It’s the Little Con That Could – from its very first year in 2012 with a modest attendance, The Black Comic Book Festival has reached its 5th year and it’s grown remarkably. This year, the event expanded to two days, Friday and Saturday with full programming till 6-7 PM.
It was very gratifying to see so many parents and children scoping out the works of independent artists and writers. Even when it got to critical mass on Saturday afternoon and the Schomburg Center (for Research in Black Culture) couldn’t contain more, there was that spirit I’ve encountered at comic cons – keep it moving. Shuffle, side step, angle the body and shoulder through or just stop till a space opens. No biggie. For sure no one was leaving without seeing it all.
So I got my belated copy of WATSON AND HOLMES Vol. 2. Can hardly believe I missed it when it came out in May! I’ll never underestimate the value of social media links again. Also excited by BLACK, a new series under an independent publisher, Black Mask. I bought issue 1 and after reading it during a lull in panels, went back for the next two – it’s serious and fun. Another fan is born.
And the Cosplay was real! I can say these enthusiastic costumers could grace the best of comic cons anywhere! Storm was strongly represented by at least 3 wonderful variations, right down to the whites of her eyes. Luke Cage could not look better in crayola yellow heels and tied yellow blouse. I loved them, and the audience roared their appreciation as well. Well done, all!
A tribute panel to artist, comic book creator, publisher and entrepreneur David Anyabwile for his beloved comic book series, BROTHERMAN, was very inspiring. He spoke earnestly of his childhood, how a caring family life nurtured his love of drawing and telling stories about being black and proud.
The festival was developed by Deirdre Hollman, Director of Education and Exhibitions at the Schomburg Center, who was seeking new ways to enhance educational projects for the Junior Scholars Program. After connecting with John Jennings and Jerry Craft, visionary artists, the idea of a comic festival utilizing black talent became their mission. They have been united in continuing to improve the festival, with great success, indicated by the increasing attendees and artists each year.
The Schomburg Center has been a benevolent host to this event, as they also maintain library research hours while keeping it all orderly upstairs. Big hugs and thanks for sharing.
It may seem small, but the Black Comic Book Festival is big where it counts – talented artists, attention worthy panels and unlimited creative energy that’s infectious. I hope this con keeps going and going till some child (or children) in the audience is one day a published comic artist or writer, sharing what they learned right where they learned it.
Missed it? It’s back next year – make it a date!

+++++

§ Work instructions:
A: Answer these from the festival write-up:
(i) In what year was the festival first held?
(ii) On which days did the event run this year?
(iii) Who developed the festival?
B: Translate this sentence from the festival write-up into Spanish: "He spoke earnestly of his childhood, how a caring family life nurtured his love of drawing and telling stories about being black and proud."

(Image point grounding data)
+++++

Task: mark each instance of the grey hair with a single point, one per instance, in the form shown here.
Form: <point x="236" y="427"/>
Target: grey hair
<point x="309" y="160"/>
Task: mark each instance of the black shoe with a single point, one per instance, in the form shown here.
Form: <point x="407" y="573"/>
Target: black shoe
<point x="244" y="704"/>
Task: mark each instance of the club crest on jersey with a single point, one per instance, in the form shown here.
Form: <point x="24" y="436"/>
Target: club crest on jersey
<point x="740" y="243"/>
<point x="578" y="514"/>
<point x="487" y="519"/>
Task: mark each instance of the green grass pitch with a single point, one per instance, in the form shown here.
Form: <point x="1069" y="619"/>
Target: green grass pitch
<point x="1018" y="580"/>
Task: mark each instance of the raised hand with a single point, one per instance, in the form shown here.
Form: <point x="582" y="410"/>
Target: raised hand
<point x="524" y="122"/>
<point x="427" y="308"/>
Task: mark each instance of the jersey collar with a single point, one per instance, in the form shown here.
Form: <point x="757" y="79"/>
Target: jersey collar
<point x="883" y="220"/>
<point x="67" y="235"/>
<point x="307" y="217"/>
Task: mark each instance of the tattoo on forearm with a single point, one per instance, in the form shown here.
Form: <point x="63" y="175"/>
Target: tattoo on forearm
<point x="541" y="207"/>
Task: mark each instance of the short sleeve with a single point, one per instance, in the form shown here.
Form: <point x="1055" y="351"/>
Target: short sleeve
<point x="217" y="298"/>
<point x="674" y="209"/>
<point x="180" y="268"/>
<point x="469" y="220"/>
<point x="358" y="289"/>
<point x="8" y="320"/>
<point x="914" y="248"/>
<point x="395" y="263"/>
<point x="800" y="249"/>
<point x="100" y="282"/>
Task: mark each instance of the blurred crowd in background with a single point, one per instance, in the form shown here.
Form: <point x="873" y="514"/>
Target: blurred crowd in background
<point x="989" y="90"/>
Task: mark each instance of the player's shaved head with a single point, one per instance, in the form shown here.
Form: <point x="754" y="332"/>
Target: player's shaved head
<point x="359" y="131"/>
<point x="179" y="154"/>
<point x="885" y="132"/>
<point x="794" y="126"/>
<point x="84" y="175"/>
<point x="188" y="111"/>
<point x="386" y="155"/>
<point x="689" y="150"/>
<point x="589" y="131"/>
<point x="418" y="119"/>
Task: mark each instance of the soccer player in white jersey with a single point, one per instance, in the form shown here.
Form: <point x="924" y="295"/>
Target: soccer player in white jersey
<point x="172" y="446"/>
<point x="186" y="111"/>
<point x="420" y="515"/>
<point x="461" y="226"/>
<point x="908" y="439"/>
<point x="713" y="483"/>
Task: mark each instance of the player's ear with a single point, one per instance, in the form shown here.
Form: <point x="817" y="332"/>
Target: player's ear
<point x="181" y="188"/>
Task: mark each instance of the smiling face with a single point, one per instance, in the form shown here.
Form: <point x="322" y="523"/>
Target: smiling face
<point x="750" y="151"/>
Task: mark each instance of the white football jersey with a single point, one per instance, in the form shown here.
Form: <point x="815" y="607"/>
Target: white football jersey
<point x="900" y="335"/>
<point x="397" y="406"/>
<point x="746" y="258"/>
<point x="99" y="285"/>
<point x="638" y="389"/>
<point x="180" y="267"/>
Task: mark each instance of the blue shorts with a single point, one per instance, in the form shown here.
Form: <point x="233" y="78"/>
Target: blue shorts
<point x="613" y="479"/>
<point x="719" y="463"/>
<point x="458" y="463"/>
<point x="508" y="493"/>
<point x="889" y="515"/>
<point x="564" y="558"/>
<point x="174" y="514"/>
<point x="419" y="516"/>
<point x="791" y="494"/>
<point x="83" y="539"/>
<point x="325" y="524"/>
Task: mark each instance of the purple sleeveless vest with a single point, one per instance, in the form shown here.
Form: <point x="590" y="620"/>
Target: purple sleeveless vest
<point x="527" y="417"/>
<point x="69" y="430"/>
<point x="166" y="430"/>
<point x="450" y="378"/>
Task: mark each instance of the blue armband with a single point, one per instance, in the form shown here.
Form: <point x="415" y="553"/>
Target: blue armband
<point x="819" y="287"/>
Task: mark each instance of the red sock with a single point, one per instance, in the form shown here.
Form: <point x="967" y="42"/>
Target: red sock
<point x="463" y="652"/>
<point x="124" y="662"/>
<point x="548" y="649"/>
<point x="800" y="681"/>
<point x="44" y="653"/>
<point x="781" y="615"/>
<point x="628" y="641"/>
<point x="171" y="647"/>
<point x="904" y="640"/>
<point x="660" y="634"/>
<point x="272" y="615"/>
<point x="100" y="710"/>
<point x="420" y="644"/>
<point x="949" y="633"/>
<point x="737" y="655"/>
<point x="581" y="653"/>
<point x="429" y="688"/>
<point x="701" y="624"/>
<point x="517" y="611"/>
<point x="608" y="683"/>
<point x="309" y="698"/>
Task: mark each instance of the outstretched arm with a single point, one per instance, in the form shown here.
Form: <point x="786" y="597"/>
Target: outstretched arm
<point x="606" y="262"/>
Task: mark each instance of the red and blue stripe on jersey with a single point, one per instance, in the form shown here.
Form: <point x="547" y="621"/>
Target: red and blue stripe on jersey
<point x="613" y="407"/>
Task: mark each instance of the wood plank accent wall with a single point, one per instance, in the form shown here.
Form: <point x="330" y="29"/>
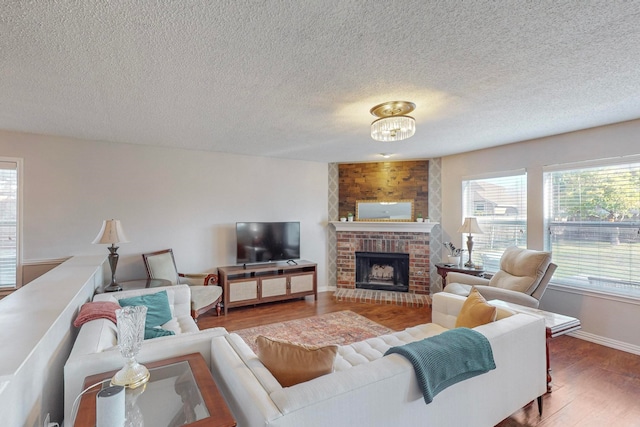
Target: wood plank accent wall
<point x="384" y="181"/>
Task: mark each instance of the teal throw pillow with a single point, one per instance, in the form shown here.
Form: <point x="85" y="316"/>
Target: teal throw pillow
<point x="158" y="310"/>
<point x="156" y="332"/>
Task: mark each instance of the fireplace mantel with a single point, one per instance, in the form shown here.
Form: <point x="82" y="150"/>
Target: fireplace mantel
<point x="388" y="226"/>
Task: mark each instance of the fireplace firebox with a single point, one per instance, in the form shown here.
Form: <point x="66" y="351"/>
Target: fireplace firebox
<point x="382" y="271"/>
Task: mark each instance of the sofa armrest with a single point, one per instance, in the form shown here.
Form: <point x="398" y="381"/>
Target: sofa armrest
<point x="466" y="279"/>
<point x="491" y="292"/>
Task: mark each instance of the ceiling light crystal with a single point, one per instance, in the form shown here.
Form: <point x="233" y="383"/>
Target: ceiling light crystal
<point x="393" y="124"/>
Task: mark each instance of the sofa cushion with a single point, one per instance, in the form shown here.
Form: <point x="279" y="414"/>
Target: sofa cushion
<point x="96" y="310"/>
<point x="475" y="311"/>
<point x="292" y="363"/>
<point x="156" y="333"/>
<point x="158" y="309"/>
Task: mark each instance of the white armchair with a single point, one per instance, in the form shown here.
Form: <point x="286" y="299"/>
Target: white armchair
<point x="205" y="294"/>
<point x="522" y="279"/>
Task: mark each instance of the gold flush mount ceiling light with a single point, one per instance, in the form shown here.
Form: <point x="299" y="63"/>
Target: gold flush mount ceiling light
<point x="393" y="124"/>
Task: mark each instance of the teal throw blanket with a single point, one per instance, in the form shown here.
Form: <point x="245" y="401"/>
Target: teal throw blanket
<point x="445" y="359"/>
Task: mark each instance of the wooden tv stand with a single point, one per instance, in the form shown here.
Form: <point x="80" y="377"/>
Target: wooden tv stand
<point x="260" y="283"/>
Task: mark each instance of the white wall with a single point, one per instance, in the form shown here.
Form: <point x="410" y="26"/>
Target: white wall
<point x="165" y="198"/>
<point x="605" y="320"/>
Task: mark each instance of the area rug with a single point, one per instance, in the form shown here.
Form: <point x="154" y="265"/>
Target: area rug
<point x="341" y="327"/>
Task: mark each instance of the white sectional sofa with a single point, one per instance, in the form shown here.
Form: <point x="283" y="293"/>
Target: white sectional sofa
<point x="95" y="349"/>
<point x="367" y="389"/>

+++++

§ Answers to the exercises:
A:
(i) 2012
(ii) Friday and Saturday
(iii) Deirdre Hollman, Director of Education and Exhibitions at the Schomburg Center

B: Habló con sinceridad de su infancia, de cómo una vida familiar afectuosa alimentó su amor por dibujar y contar historias sobre ser negro y orgulloso.